#### [Dataset entries]
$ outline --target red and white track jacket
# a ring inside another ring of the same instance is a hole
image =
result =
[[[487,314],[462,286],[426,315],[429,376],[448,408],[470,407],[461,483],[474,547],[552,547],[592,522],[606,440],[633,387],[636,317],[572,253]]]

#### [Work instructions]
Copy the records above line for line, keeping every character unchanged.

#### [Answer to the exercise]
$ outline --target red and white track jacket
# a ring inside another ring of the same instance is a hole
image =
result =
[[[487,314],[462,286],[426,315],[429,376],[448,408],[470,407],[461,483],[474,547],[552,547],[592,522],[606,440],[633,387],[636,317],[572,253]]]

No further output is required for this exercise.